What the task asks »
Give again only the listing lines from the one containing "man's dark hair." down through the one containing "734, 242, 970, 435", swapping "Multiple" for "Several" and leaving everything else unchanged.

Extracted entries »

• • • • • • •

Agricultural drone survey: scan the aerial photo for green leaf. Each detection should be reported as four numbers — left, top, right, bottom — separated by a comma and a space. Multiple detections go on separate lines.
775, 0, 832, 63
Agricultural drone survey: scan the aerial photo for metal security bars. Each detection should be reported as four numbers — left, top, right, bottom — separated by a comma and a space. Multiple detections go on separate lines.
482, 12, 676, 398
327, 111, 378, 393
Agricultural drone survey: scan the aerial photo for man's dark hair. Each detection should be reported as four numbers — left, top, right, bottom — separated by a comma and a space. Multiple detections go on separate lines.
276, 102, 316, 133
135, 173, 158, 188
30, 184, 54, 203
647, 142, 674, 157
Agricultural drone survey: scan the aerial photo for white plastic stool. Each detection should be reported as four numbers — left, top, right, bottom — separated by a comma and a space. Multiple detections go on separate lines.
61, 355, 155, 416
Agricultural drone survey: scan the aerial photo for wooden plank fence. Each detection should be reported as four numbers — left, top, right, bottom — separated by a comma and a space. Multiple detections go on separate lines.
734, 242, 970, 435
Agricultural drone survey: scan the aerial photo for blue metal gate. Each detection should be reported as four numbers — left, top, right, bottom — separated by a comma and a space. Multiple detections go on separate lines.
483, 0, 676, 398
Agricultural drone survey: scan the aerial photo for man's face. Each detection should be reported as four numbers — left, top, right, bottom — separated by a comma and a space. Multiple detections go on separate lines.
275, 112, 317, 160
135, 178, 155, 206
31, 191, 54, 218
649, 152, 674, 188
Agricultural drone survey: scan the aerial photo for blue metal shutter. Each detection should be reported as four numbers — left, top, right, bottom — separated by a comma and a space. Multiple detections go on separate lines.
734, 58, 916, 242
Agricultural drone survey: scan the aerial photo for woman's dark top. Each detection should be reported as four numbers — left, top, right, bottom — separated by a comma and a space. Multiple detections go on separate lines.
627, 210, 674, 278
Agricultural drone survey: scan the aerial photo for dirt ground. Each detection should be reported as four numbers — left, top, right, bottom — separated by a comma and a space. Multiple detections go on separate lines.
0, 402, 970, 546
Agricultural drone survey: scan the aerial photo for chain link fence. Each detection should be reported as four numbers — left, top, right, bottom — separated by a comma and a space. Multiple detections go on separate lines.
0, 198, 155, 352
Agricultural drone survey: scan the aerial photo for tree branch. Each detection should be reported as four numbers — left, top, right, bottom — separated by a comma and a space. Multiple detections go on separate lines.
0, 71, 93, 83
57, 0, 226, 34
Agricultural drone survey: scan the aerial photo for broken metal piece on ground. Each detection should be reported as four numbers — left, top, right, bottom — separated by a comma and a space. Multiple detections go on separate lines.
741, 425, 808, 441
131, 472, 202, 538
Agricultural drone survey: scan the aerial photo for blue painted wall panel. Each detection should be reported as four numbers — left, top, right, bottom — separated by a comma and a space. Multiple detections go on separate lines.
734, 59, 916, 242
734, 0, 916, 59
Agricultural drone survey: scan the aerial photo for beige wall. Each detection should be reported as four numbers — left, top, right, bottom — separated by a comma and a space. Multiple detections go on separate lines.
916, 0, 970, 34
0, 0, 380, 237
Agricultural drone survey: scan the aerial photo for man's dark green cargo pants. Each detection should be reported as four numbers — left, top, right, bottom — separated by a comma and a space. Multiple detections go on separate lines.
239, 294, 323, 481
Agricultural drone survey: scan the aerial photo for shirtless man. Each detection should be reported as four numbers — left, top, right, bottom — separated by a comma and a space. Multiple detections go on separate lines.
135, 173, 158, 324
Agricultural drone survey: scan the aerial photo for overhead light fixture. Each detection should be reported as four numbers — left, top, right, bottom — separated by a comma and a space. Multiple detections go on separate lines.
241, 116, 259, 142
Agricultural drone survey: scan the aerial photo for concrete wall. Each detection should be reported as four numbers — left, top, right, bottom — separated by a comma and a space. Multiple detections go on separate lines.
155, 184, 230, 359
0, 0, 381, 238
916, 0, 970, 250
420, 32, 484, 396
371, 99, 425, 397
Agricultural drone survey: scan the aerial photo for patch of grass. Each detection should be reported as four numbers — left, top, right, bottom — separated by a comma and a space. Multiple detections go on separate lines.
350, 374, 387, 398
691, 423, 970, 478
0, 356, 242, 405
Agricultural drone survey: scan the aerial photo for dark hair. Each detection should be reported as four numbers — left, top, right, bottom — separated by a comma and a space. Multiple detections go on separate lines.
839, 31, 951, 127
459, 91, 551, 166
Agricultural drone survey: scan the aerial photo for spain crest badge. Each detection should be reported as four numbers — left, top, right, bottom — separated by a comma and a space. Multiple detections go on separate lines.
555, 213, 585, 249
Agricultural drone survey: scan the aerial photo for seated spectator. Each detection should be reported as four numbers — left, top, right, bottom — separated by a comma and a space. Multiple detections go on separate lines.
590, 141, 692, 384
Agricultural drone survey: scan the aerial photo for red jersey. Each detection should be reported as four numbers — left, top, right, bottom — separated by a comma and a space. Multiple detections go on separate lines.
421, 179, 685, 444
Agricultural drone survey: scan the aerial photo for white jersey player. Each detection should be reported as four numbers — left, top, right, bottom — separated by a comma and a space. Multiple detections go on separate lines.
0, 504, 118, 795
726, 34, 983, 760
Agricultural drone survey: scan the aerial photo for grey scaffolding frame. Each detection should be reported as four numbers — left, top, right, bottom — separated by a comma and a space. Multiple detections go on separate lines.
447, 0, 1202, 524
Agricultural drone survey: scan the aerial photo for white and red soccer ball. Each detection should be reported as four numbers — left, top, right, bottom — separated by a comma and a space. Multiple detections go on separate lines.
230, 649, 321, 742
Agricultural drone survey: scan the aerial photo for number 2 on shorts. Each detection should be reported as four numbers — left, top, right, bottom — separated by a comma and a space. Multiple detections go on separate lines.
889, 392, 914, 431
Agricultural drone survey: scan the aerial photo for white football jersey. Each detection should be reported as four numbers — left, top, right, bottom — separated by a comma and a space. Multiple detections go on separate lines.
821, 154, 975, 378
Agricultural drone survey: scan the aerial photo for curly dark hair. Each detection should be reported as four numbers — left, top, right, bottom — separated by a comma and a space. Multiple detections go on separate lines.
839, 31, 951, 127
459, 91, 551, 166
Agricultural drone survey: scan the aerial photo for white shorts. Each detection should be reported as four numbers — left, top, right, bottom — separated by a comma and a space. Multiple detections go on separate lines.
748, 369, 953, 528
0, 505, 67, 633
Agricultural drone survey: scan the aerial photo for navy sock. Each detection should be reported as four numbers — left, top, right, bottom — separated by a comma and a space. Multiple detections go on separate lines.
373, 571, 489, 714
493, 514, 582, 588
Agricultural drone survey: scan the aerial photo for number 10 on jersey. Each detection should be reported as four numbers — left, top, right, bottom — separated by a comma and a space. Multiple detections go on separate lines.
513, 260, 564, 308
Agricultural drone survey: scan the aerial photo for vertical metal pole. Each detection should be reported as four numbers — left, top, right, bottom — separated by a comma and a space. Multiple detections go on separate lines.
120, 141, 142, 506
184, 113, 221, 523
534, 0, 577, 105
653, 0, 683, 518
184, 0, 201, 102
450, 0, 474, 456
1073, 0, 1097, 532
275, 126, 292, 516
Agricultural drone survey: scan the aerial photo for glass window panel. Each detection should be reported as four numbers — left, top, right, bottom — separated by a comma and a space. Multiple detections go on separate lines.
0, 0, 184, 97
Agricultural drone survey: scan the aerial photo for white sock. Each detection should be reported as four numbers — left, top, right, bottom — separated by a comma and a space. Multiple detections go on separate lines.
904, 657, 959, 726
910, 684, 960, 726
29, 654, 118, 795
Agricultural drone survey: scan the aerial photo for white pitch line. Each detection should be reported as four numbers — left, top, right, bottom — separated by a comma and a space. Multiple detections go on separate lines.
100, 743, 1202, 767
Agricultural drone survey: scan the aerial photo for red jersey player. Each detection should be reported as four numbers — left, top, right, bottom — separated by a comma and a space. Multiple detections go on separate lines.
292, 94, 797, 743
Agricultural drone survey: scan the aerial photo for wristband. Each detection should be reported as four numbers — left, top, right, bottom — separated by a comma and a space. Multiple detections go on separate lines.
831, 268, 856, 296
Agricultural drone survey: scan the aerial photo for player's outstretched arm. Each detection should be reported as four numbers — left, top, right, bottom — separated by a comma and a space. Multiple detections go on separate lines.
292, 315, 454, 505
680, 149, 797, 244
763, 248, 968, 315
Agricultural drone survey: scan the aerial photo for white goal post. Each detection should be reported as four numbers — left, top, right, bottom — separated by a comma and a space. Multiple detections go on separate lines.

• • • • • • •

Solution for this problem »
Agricultural drone survey: scan the aerial photo for man's dark hair. Each detection should be reported as four numbers — left, top, right, bottom — separated by a comma and a space. Several detections go on separate lines.
276, 102, 316, 133
135, 173, 158, 188
30, 184, 54, 203
647, 142, 674, 157
Agricultural drone survey: scan the aerial photo for white plastic stool. Each detection should be reported as four numbers — left, top, right, bottom — separated by a comma and a space. Several detections go on separate lines.
61, 355, 155, 416
Agricultural drone survey: scan the aerial photo for wooden plank fence. Each detection should be reported as four numbers — left, top, right, bottom — separated by a comma and a space. Several detections go on separate lines.
734, 242, 970, 435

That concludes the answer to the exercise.